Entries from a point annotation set
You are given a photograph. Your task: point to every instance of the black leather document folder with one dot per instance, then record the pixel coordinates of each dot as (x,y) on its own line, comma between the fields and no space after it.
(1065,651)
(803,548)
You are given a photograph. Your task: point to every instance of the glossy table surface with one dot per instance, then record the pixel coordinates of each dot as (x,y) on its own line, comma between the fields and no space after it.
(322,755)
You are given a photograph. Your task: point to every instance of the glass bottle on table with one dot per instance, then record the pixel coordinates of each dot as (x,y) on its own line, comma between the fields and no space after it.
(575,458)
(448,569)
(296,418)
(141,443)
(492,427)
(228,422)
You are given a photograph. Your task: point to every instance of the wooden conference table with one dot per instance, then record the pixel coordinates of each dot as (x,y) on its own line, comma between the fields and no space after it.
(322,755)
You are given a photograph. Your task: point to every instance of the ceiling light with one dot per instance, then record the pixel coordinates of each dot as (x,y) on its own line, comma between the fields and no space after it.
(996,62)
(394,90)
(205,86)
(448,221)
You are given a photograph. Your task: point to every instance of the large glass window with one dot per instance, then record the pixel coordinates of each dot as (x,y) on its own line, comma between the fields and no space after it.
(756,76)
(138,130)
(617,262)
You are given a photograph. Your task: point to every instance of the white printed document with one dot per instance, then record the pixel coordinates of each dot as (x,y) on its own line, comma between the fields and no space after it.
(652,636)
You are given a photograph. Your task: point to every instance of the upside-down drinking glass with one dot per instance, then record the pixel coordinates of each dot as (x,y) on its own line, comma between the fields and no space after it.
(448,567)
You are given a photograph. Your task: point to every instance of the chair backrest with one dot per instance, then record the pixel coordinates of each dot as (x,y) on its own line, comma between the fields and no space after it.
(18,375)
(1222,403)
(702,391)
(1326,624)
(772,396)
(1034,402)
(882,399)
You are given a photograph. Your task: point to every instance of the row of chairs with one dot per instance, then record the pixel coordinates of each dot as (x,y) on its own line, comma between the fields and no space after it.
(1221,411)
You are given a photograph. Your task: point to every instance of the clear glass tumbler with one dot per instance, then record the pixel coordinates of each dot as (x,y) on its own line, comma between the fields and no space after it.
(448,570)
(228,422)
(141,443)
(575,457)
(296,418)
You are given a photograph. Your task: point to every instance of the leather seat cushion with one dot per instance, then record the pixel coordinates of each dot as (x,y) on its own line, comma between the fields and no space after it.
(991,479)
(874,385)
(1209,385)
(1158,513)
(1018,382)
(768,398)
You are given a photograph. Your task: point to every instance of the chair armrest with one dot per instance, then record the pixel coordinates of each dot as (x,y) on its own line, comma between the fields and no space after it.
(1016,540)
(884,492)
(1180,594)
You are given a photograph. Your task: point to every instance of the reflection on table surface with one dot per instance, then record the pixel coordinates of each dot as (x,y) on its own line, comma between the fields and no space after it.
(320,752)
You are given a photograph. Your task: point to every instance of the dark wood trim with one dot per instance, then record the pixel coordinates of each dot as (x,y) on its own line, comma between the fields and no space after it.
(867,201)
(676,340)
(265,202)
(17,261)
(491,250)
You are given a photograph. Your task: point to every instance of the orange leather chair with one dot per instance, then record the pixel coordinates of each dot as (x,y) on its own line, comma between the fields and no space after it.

• **WHAT THE TASK REQUIRES**:
Each line must be given again exactly as written above.

• **SOLUTION TO THE PROBLEM**:
You are given a photograph. Your task: point to every instance of the black leather document folder with one dot per instance, then record the pixel coordinates of each dot as (x,y) on its own line, comma between the fields and no space after it.
(1065,651)
(803,548)
You are given a photograph. Your task: point to every instance of the glossy table surface with one dot per instance, then record the pixel coordinates of each dot as (x,y) on its own line, comma between the fields and no space after it.
(322,755)
You are given a photograph. Your task: point to every instance of the glass bottle on table with one dot per instance, then record the pixel coordinates of each dot as (x,y) on its own line, comma between the fields and no space after it.
(575,458)
(448,569)
(296,418)
(141,443)
(492,427)
(228,422)
You are given a photograph. Your task: point to every instance of the wooden conference table with one dot per instance, then record the pixel coordinates of each dot as (x,y) on its own line, comma between the fields and no space after it.
(322,755)
You are given a photograph. Your task: point to every instance of the ceiling light with one dot per instance, then record the pixel coordinates of each dot as (x,y) on its own line, comma between the fields and no space after it.
(996,62)
(394,90)
(205,86)
(448,221)
You are given a photograph. Your task: point to every instance of the large glass window with one dot per instance, then record the pixel coordinates of each dot as (x,y) on its own line, comma between the fields and no space after it.
(756,76)
(138,130)
(617,262)
You are given a photograph. Your task: point to every instance of the white printed document with one dot per instance, then record the pixel coordinates of each dot as (x,y) on its own line, comma between the fields and no space after it.
(652,636)
You are given a photograph. Your task: point to every instance of the upside-down drinking glass with one dot per instance, then record the pixel coordinates of each dot as (x,y) on its own line, comma between the fields and no space after it.
(448,567)
You are given a photograph. Your task: point to every instance of the chair backrest with one dot per instance, then record the pixel coordinates of each dot as (x,y) on its own line, comma between the fields and no space after it.
(18,375)
(1222,403)
(702,391)
(1326,624)
(772,396)
(1034,402)
(882,399)
You are given a photograph. Your task: point to every instance of the row of chairs with one dot per instance, then record the pixel coordinates of each dot as (x,y) on its own line, comma between the fields and no space after it.
(1221,411)
You are given a photograph. Your task: point to every instance of the clear glass tumbler with one dot per instance, then record the pixel coordinates of each dot as (x,y) on its own line, comma between the fields and no space after it.
(448,570)
(228,422)
(141,443)
(575,457)
(296,418)
You are given a photograph. Your task: point to every instance of the leather seat cushion with one dot per instance, then record the pixel coordinates of each dot as (x,y) on its own line, comma between the fields and no space after it.
(991,479)
(874,385)
(1209,385)
(1158,513)
(1018,382)
(768,398)
You are given a photograph. Your task: point to every instance of the chair armrest with one dot per instance, then record the pixel coordinates of each dot as (x,y) on its own line, comma between the fields and no space after it.
(1016,540)
(884,492)
(1180,594)
You are given a photograph. Your task: point to every instance of the reflection on table surface with one dot per instance, then record the pixel coordinates of each dot as (x,y) on its own line, comma between the fields and no space after it.
(320,752)
You are given a photograph. Your task: point to every instance of the dark wood trim with one dot per instance, then record the pixel coordinates of each dot as (x,y) on its own line, comma between the fields and no space after it.
(867,201)
(676,340)
(265,202)
(17,261)
(491,250)
You are given a photograph. Your task: point to every instance of the orange leather chair with one dot per instance, then record the pixel coordinates of each dot as (x,y) on its own line, comma between the fields and no space after it.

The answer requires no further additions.